WHAT YOU NEED TO DO
Pictures excluded, please retype exactly the lines from the start of the data through the line that contains "compact form (135,213).", both ends kept, and nothing beyond them.

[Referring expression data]
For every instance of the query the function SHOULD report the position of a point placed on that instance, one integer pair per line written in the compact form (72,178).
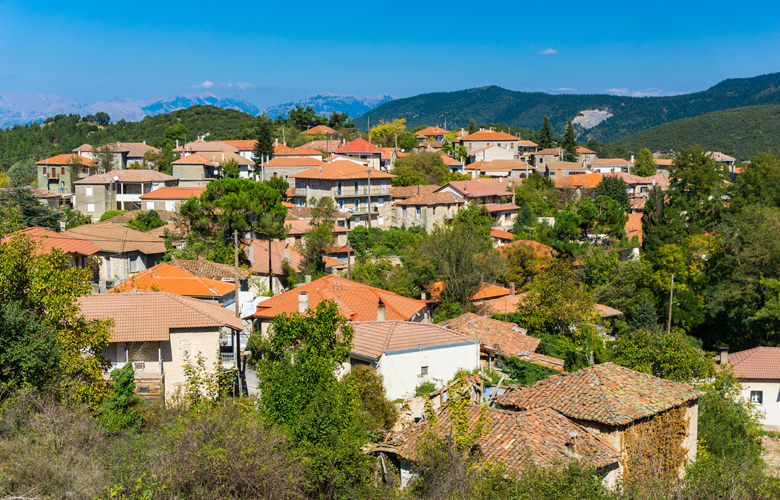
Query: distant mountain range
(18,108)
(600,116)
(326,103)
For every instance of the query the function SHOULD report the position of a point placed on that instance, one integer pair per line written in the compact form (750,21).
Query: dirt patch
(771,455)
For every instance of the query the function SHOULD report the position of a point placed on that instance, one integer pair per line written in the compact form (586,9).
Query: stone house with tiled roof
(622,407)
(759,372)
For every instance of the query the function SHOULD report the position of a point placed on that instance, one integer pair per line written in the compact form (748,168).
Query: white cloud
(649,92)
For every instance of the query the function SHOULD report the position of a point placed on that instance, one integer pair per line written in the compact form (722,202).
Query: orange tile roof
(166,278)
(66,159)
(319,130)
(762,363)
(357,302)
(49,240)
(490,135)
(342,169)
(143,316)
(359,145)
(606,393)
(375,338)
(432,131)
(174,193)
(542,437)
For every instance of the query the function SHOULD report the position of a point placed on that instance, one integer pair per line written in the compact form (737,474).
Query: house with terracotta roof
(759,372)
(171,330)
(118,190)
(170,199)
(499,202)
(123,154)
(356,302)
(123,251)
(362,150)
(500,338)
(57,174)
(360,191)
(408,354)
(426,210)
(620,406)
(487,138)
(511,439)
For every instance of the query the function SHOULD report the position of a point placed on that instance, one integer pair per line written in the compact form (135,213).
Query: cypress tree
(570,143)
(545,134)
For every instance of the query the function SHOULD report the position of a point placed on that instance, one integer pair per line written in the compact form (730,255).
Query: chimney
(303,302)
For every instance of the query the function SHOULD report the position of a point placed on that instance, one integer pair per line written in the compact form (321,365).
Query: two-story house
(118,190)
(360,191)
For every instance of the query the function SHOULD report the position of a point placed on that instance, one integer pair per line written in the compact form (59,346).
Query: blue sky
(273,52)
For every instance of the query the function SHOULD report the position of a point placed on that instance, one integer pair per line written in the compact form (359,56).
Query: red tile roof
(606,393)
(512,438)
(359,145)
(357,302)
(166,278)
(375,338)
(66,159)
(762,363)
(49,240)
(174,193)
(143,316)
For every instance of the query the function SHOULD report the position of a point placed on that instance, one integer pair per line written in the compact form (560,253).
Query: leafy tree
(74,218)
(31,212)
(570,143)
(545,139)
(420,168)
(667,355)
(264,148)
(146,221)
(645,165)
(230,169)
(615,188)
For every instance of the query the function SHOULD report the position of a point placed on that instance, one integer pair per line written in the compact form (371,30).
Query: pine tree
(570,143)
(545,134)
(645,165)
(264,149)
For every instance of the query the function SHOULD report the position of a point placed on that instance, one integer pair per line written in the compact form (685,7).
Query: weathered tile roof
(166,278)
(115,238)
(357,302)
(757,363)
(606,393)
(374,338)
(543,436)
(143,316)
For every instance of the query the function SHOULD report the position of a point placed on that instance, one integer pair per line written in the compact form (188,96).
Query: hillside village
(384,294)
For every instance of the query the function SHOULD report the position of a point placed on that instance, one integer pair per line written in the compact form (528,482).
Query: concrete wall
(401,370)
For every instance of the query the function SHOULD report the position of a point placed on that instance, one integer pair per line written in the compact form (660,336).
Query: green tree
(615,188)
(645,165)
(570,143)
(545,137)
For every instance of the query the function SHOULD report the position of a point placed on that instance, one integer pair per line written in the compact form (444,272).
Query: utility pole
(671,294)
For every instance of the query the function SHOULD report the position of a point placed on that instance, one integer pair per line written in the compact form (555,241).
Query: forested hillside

RESPONSE BOX
For every instance of the query the function SHOULD report the position of a point placed on that instance, one integer pair per line written in the compact form (72,178).
Query: distant mountain range
(18,108)
(600,116)
(326,103)
For every instance of the query the function SHOULD report the position of a point placed on that instance, one integer pair per line written in the compact form (750,21).
Query: dirt patch
(771,455)
For every instance of the query the function SHOULD report the position of a point placed on that instance, one integer pair per line written in the compact form (586,9).
Query: stone house with tiled roof
(622,407)
(759,372)
For every instance of the query the function SHOULD report the position of a point placed on that instance, one integer pair per line written in the compact form (748,168).
Query: white cloud
(649,92)
For every instance of the query the function SHOULD report the position of a point placed on that instance, one integer pair per line written in the compact form (722,202).
Query: orange tile roof
(166,278)
(66,159)
(319,130)
(762,363)
(357,302)
(49,240)
(490,135)
(342,169)
(143,316)
(359,145)
(606,393)
(375,338)
(432,131)
(174,193)
(542,437)
For every instance of the query the function SHOULD report the position of a point placed on that instance, one integer pair per line written in the compact form (737,474).
Query: house with terracotta roof
(759,372)
(171,330)
(118,190)
(170,199)
(499,202)
(123,154)
(356,302)
(123,251)
(362,150)
(500,338)
(57,174)
(360,191)
(408,354)
(426,210)
(620,406)
(487,138)
(511,439)
For every instance of the query the function SHOULD report the position of a point placed on that instance, one integer pair per line written in the compact form (135,213).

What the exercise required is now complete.